What you have to do >> Copy the listing below in full and skip every picture.

Listed entries >>
______________________________
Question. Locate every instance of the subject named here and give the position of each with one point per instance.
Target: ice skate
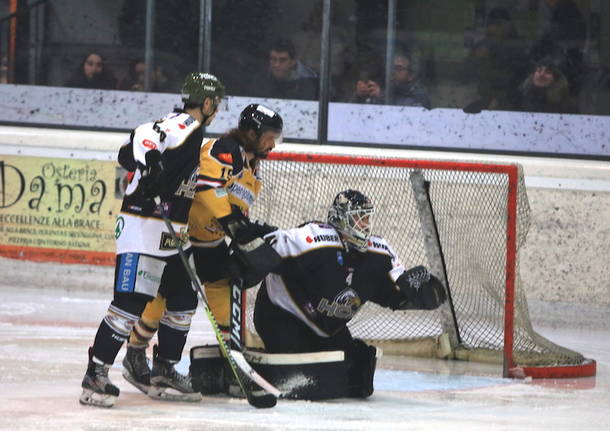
(135, 368)
(98, 390)
(168, 384)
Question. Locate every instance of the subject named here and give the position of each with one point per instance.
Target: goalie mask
(352, 215)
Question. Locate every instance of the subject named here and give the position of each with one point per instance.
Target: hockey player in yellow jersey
(227, 185)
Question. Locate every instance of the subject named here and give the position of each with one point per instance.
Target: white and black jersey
(140, 227)
(323, 285)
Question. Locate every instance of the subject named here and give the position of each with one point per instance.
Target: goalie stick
(258, 391)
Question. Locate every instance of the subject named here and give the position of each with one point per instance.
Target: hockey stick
(258, 391)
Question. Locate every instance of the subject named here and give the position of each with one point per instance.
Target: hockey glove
(421, 290)
(152, 182)
(261, 228)
(254, 257)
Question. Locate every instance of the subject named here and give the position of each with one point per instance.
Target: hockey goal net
(465, 221)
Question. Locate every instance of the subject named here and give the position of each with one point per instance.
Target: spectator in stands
(136, 74)
(307, 41)
(546, 89)
(286, 77)
(93, 72)
(407, 88)
(497, 64)
(564, 35)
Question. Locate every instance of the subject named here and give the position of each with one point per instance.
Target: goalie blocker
(300, 376)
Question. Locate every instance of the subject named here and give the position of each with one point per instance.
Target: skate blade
(91, 398)
(169, 394)
(141, 386)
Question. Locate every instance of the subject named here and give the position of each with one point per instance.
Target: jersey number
(226, 173)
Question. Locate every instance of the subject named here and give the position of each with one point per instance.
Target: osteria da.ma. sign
(55, 209)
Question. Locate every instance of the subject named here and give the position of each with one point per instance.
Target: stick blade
(262, 399)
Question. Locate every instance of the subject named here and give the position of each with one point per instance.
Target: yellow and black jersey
(225, 179)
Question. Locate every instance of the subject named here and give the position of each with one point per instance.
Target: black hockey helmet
(198, 86)
(351, 213)
(260, 119)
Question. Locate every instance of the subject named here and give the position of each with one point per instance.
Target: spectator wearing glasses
(287, 77)
(407, 88)
(93, 72)
(546, 89)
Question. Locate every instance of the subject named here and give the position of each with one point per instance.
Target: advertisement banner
(60, 210)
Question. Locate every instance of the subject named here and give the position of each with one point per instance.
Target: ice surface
(44, 335)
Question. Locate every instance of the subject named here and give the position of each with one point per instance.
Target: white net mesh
(470, 211)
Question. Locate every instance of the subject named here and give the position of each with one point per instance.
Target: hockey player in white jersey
(227, 185)
(328, 271)
(164, 158)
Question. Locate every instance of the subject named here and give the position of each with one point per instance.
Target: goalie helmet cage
(464, 221)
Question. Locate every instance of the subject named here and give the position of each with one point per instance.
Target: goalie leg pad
(304, 376)
(361, 363)
(207, 369)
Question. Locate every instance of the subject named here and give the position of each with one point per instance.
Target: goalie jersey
(323, 285)
(225, 179)
(139, 226)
______________________________
Answer for the task >>
Question. Locate every instance of the subject named here and give the position of each with one point per instance.
Target: ice skate
(135, 368)
(98, 390)
(168, 384)
Question. Locate every instance of the subject named here and give the position of each with one point per instance.
Target: goalie mask
(352, 215)
Question. Locate every instance of the subject named here and give the position of each with one point per instance.
Target: hockey player in yellow jersey
(227, 185)
Question. Locate every instance of the subject named here and give the position of each with one point per instance.
Target: white and black jersey
(140, 227)
(323, 285)
Question. Locate every instance of the subject named here and give the position of each with one point per instance.
Target: goalie stick
(258, 391)
Question. Locate every instance of the subject named here and give the position of each with one point per instance.
Target: hockey stick
(258, 391)
Question. Locate every instance of the subject named here and give the position of each with one point per instance.
Target: hockey glove
(421, 290)
(152, 182)
(261, 228)
(254, 257)
Question. Locate every instance of the subject named here and give the position of each with one point per instance.
Target: hockey goal net
(465, 221)
Question. Locate every instance of the subject named here and give the position of each with one point per instance.
Target: spectator in stands
(136, 74)
(307, 41)
(546, 89)
(286, 77)
(93, 72)
(407, 88)
(497, 64)
(564, 35)
Question. Locate every instance of the subject named here and give the position of each with one point per instance.
Target: goalie blocker
(300, 376)
Question. Locate every instance of the subject named here and give the position of each with one point per instance.
Target: skate blade
(91, 398)
(169, 394)
(141, 386)
Question. Locate every instance of the subject named here and give the position of each with one point per instance.
Target: jersey number
(226, 173)
Question. Locate every instance of the subject named here and give the position of each with one point per instance.
Target: osteria da.ma. sign
(55, 209)
Question. Locate every instance of the subject named here and give the position of each with one point per instance.
Target: stick blade
(262, 399)
Question. Locate every instance of the subject named here and give the position of each with one point per instance.
Target: yellow and black jersey
(225, 179)
Question. Locate every instance of the subject named here and give the position of each with one point per instance.
Target: black hockey helmet
(198, 86)
(351, 213)
(260, 119)
Question. Locate every instance of the subject named here and give the position of each with one point per instance.
Target: spectator wearing glasses
(287, 77)
(407, 88)
(93, 72)
(546, 89)
Question. Locate every instance of the subject named here and give the position of each with one point per instance.
Target: advertisement banner
(60, 210)
Question. Locate every instance of the subject named here and give the position of each with one point per instance.
Target: ice surface
(44, 335)
Question. Locate every instance of the subject named here and give the position of each with one point per instance.
Target: white net mesh
(470, 211)
Question. Locate every instance of the subject named here and give the position of each with one point per instance.
Target: hockey player in white jersey
(227, 185)
(328, 271)
(164, 158)
Question. Locate every instance of the subject named here and give the position of each with one point per instance.
Target: goalie helmet cage
(464, 221)
Question. Locate every instance of the subject named here and give the position of each with one point per instance.
Target: goalie leg pad
(304, 376)
(361, 363)
(207, 369)
Question. Locate every instance of the subject named here and give the position of each with one point per instance.
Target: goalie jersey
(323, 285)
(225, 179)
(139, 226)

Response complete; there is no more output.